====== Source extract

On June 17, 2002 the Pacific Basin Foods subsidiary closed its unprofitable
Mid-west distribution center in Rantoul, Illinois and converted all Mid-west
Paragon restaurants to two members of the UniPro Foodservice Network; Abbott
Foods, Inc and EG Forrest Company. There was no interruption of service to the
Paragon restaurant units. On October 11, 2002 the Pacific Basin Food

11

subsidiary filed a petition under Chapter 7 of the Bankruptcy Code. The
subsidiary ceased operations as of the filing. A contract was signed with a
UniPro Distributor, Southwest Traders, Inc., to service the West Coast
Restaurants.

RESTAURANT CONCEPTS

All of our restaurants are positioned as destination restaurants that attract
loyal clientele. By our use of the term destination restaurants, we mean that we
seek to establish our restaurants as the primary destination of our clientele,
rather than a destination or activity ancillary to another activity, such as
shopping or sight seeing. Our restaurants are full-service steakhouses (with two
exceptions). We hand-cut our steaks in-house from whole loins of beef for
superior freshness and taste. Prime rib is our "signature product" and is the
basis for our distinctive merchandising commitment to "The Best Prime Rib in
Town". Our prime rib, which is served in a herb crust, is slow roasted for seven
hours to enhance its flavor and tenderness. Portions are deliberately generous.

============
====== Supplied records

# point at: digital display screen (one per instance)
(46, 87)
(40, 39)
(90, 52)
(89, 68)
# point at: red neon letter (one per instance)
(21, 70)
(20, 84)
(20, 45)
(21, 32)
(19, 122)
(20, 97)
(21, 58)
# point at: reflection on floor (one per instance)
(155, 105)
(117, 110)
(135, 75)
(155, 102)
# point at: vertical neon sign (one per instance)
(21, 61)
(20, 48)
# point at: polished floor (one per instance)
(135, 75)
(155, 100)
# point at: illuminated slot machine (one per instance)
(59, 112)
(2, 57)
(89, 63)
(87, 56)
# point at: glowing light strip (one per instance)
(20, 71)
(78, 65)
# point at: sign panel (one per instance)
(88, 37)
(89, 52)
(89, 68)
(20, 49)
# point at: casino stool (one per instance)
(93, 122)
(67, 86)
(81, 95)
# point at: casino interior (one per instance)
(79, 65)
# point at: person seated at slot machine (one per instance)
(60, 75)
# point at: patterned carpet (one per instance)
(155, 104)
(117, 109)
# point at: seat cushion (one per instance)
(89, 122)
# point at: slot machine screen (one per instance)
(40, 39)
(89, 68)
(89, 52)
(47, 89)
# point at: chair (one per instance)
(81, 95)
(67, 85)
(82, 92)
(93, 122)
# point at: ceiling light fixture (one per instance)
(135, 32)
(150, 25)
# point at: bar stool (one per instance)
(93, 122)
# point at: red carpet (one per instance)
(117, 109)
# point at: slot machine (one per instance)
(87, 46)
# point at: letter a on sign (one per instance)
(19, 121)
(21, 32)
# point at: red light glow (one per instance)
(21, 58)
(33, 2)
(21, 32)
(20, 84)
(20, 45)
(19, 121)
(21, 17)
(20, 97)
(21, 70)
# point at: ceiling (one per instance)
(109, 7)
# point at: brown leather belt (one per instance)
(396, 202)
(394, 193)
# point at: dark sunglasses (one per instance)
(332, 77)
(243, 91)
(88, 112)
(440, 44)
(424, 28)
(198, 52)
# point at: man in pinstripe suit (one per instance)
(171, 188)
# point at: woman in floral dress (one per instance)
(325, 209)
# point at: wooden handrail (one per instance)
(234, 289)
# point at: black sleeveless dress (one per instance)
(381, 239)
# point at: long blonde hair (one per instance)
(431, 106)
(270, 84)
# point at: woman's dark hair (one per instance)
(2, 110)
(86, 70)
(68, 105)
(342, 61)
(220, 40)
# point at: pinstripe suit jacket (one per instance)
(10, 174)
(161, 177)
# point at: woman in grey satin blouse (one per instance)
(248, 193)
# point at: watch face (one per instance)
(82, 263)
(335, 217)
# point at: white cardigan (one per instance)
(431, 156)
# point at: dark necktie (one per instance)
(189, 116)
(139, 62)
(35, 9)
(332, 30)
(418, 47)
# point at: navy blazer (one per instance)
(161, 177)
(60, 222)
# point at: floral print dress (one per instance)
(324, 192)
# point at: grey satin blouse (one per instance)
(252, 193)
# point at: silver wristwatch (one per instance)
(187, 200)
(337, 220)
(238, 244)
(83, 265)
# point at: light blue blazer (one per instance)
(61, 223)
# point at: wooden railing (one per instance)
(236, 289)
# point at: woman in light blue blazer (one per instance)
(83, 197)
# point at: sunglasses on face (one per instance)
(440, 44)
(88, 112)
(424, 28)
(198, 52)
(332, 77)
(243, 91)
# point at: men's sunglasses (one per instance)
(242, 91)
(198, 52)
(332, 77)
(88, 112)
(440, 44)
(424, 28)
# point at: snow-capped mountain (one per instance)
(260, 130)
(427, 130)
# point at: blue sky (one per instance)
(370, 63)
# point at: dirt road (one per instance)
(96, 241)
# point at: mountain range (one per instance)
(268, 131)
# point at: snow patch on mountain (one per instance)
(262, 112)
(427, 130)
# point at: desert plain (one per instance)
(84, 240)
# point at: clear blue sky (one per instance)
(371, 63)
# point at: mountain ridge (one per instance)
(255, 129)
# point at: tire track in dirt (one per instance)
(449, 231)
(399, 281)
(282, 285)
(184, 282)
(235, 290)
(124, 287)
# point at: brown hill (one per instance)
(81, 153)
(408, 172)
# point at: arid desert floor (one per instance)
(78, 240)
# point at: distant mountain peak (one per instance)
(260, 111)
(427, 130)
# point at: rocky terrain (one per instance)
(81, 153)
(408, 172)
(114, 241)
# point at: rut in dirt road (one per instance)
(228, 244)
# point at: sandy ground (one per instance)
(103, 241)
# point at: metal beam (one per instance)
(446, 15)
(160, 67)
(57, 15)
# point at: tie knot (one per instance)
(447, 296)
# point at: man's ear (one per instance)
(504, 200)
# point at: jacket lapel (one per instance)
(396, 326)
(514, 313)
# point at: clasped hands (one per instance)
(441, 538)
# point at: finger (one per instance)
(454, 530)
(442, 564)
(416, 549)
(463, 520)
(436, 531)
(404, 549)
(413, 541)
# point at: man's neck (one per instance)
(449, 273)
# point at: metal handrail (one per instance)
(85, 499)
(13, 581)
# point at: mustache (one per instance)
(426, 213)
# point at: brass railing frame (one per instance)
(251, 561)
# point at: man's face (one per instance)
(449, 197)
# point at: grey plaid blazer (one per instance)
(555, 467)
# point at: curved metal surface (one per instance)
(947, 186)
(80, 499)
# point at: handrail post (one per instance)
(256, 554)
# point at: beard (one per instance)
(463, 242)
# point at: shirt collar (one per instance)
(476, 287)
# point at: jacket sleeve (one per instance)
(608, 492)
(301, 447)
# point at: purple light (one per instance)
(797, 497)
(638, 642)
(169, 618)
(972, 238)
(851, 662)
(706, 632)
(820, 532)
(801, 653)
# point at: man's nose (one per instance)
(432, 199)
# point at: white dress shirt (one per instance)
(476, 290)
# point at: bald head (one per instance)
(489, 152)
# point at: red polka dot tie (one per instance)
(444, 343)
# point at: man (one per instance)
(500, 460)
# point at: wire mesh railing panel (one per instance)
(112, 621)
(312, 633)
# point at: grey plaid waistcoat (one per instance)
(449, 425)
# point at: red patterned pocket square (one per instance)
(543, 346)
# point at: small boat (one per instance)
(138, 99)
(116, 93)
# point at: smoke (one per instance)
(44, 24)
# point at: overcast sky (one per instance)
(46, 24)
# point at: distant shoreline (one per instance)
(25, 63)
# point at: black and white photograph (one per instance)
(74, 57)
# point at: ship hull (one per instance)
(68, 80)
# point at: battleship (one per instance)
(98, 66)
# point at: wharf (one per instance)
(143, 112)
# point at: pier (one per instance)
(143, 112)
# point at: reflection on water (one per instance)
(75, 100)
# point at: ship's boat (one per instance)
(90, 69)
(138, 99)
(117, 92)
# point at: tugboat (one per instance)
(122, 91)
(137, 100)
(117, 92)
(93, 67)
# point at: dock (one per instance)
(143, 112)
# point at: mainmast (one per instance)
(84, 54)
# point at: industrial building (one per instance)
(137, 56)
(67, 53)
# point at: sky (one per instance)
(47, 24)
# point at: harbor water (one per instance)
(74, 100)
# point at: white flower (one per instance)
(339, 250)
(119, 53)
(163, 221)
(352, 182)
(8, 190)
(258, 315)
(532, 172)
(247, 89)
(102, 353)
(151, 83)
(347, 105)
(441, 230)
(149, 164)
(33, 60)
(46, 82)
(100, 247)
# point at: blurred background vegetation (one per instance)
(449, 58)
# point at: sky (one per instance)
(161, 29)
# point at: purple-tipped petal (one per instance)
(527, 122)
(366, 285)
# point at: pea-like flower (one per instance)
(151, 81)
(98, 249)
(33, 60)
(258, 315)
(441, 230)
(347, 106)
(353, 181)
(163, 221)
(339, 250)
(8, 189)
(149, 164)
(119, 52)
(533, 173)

============

Set problem 1 »
Filter the rows above down to those lines containing the string "pinstripe", and copy each such line. Case counts.
Set problem 2 »
Please proceed with the passage about the steakhouse restaurant company, writing on from its final sentence.

Exercise answer 1 »
# point at: man in pinstripe suit (one per instance)
# point at: pinstripe suit jacket (one per instance)

Exercise answer 2 »
Prime Rib and Steaks account for approximately 65.0% of our food revenue. Full
liquor, wine and bar service are available. Alcoholic beverage sales account for
approximately 18.7% of our net sales.

Most of our restaurants are open daily from 4:30 p.m. to 9:30 p.m. on weekdays
and from 4:00 p.m. to 10:00 p.m. on weekends. Some restaurants are open for
lunch beginning at 11:00 a.m. on weekdays; most of these restaurants are closed
for lunch on weekends.

We currently operate in three distinctive steakhouse markets.

HUNGRY HUNTER'S, HUNTER'S STEAKHOUSE AND MOUNTAIN JACK'S

We have 40 steakhouses operating under the brand names, Hungry Hunter's,
Hunter's Steakhouse and Mountain Jack's for which the average dinner check is in
the under $25.00 per guest range. Many of these steakhouses have been in
business for over 25 years, and, as such, have loyal clientele and have the
"look and feel" of a classic special occasion restaurant. For this reason, we
have been able to position our Hungry Hunter's, Hunter's Steakhouse and Mountain
Jack's steakhouses as a step-above the lower ticket Outback and Lone Star
restaurant chains.

Our menu also features fresh fish, seafood, lamb and chicken in addition to
prime rib and steaks. A complete meal includes salad and a choice of side dishes
including choice of potato, and steamed vegetables. The menu also includes
appetizers and desserts. The Hungry Hunter's, Hunter's Steakhouse and Mountain
Jack's recently completed a menu revision designed to increase variety and
emotional value. The change included the addition of new appetizers, seafood,
specialty steaks, prime rib combinations and revisions to all plate
presentations.

Our Hungry Hunter's, Hunter's Steakhouse and Mountain Jack's restaurants are
typically free-standing buildings with dinner seating capacities ranging from
150 to 220 seats and an average seating capacity of approximately 180 seats.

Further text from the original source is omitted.